# [About this task]
Return every line in the entries below where the word "white" shows up.

# [Exercise materials]
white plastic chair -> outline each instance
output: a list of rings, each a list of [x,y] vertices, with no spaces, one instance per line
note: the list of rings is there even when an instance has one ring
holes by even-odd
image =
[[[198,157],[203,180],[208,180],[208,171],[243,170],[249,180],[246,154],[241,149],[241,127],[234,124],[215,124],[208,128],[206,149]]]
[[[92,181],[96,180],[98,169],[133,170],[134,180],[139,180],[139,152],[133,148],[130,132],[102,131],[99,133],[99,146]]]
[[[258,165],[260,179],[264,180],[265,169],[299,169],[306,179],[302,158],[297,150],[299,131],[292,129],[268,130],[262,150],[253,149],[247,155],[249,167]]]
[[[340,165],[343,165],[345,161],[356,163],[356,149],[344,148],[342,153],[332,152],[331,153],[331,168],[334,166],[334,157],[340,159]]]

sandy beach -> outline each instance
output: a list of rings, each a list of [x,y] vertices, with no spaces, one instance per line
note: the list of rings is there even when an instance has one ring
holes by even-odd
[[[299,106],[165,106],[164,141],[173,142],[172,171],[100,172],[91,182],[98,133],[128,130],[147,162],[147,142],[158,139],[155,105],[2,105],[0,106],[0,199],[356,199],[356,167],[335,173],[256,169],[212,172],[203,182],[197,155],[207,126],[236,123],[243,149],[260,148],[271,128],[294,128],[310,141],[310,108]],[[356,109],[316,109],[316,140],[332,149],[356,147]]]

...

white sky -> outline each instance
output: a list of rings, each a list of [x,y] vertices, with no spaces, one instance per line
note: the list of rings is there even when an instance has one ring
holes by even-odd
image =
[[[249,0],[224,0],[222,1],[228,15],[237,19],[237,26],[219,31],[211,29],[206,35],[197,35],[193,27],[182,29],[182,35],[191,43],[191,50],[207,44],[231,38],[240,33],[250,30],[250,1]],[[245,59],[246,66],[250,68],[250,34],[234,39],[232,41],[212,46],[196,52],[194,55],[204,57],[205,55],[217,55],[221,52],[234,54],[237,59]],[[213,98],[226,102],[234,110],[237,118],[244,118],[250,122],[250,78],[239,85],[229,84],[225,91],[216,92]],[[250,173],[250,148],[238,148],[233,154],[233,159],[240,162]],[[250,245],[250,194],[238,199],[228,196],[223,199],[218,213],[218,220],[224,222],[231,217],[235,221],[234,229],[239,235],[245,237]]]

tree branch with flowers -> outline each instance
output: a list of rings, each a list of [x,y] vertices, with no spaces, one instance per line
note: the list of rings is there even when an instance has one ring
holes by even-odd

# [Task solution]
white plastic chair -> outline each instance
white sky -> outline each instance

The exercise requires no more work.